- **Aim 1**: In the interview with Enda Coyle-Greene below, reproduce word for word the stretch from "To coincide with" through "and reading, life.".

- **Given text**:
Tuesday, October 01, 2013

Enda Coyle-Greene, on Writing, and Reading, Poetry


To coincide with the publication of her second collection of poems, Map of the Last, later this month, poet Enda Coyle-Greene answers some questions on the writing, and reading, life.

How or when did you start writing poetry?

I can remember exactly when I started writing. I was in primary school, about seven or eight years old, and Mrs Ryan asked us to write a story about a haunted house. When she handed the stories back a day or two later, she went right around the room before telling me to stand up. I was a very quiet, shy child and thought I’d die of fright. But then she praised my effort for the language I’d used, and for the ‘style’ of the piece – I’ve never forgotten that word – and it was like one of those cartoon, light-bulb-over-the-head moments. I remember thinking, “I can do that.”  I’d been reading anything I could get my hands on since an even younger age, and always turned to the poems first in any new schoolbook. After that day I wrote stories, and increasingly, poems but never for a moment that that I was doing anything remarkable or special.

I just wrote. I had a couple of little poems published in school magazines etc. (a highlight was ‘Junior Press’!) I continued to write but kept the poems to myself.  It was only when I got into my early thirties and joined a writing group that I started to think seriously about submitting any of my work anywhere; even then, it was another few years before I actually sent anything out. I have my own reasons for that…      

What is it attracts you to poetry rather than to prose?

Its musicality certainly accounted for my initial attraction to the first poems I came across as a child and to my interest in poetry as an art form. I grew up in a home where music was part of the air we breathed.  My mother taught piano, in the house, and she also studied singing. My sister played the violin and my brother the guitar.

I was sent into town for piano lessons because my mother thought it would be better for me to have an outside teacher. My father couldn’t play anything but was passionate about classical music, especially opera, which he used to play, very loudly, to in every free moment he had. I still love to be able to ‘hear’ a poem, even as I’m reading it quietly.  Whether that happens because of metre, language, the breath of the line, or a combination of all of the above, doesn’t especially matter to me.      

I love paring everything back until, hopefully, less turns into more. I know that’s important in any kind of writing, but the combination of the compression of language, the possibilities of the line, and the actual physical space a poem takes up on the page makes it an almost tangible object and I love shaping that object.

There are a lot of ‘loves’ being thrown around here so I suppose the short answer would be to say that I love poetry. I enjoy reading and writing prose very much too, but the difference between working in poetry and prose is, to me anyway, like the difference between walking and dancing: both are highly enjoyable but dancing has that added element of music.       

Do you think poets have a responsibility to engage with the issues of the day? How do you think a poet contributes to her/his society, given the comparatively small ripples made by most poems?

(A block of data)
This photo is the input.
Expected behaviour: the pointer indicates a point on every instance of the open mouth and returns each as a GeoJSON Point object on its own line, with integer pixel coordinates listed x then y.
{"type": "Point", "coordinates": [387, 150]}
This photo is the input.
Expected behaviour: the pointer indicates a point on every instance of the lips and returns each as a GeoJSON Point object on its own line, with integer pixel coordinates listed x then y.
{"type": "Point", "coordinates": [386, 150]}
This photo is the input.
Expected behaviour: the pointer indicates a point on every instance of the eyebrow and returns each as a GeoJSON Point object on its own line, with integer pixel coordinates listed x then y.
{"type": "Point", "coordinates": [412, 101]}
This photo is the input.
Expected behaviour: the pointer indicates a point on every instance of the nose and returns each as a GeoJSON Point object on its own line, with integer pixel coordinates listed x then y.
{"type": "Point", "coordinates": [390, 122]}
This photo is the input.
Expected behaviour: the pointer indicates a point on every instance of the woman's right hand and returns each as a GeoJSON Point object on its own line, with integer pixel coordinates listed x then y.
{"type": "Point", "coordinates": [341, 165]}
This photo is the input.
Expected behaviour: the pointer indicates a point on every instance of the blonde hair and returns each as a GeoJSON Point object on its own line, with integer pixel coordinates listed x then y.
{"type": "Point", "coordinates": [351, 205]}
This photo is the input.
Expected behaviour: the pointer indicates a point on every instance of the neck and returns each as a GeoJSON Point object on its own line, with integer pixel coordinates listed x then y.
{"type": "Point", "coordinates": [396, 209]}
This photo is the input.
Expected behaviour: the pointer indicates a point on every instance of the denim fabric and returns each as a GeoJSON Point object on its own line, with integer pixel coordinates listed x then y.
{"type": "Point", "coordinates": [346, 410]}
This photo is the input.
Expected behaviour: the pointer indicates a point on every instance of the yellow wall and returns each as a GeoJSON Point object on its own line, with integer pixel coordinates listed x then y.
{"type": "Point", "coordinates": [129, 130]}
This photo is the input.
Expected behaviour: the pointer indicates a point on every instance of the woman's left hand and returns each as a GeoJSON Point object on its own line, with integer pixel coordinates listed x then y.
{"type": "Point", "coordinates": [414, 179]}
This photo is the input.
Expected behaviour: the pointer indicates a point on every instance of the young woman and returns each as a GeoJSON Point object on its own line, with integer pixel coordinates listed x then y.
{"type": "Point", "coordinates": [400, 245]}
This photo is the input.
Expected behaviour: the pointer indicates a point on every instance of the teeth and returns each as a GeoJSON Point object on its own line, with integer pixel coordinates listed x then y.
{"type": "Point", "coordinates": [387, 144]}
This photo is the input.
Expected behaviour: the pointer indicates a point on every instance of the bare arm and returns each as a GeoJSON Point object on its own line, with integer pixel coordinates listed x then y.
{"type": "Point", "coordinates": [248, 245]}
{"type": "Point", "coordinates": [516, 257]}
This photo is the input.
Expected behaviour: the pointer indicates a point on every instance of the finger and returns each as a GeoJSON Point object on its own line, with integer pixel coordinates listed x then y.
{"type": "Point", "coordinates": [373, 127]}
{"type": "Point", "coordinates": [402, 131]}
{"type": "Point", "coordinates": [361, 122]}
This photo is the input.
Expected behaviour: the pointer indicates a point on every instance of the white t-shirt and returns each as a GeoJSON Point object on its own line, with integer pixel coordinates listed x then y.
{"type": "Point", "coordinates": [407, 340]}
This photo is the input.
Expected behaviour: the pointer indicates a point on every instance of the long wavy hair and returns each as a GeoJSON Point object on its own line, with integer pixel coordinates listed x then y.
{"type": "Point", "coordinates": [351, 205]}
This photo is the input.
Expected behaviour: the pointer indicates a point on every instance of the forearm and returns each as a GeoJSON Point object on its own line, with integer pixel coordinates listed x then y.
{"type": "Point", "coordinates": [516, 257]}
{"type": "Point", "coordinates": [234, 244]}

- **Aim 2**: State how many lines of the entries above contain the word "hand". Respond with the number alone.

- **Answer 1**:
To coincide with the publication of her second collection of poems, Map of the Last, later this month, poet Enda Coyle-Greene answers some questions on the writing, and reading, life.

- **Answer 2**: 2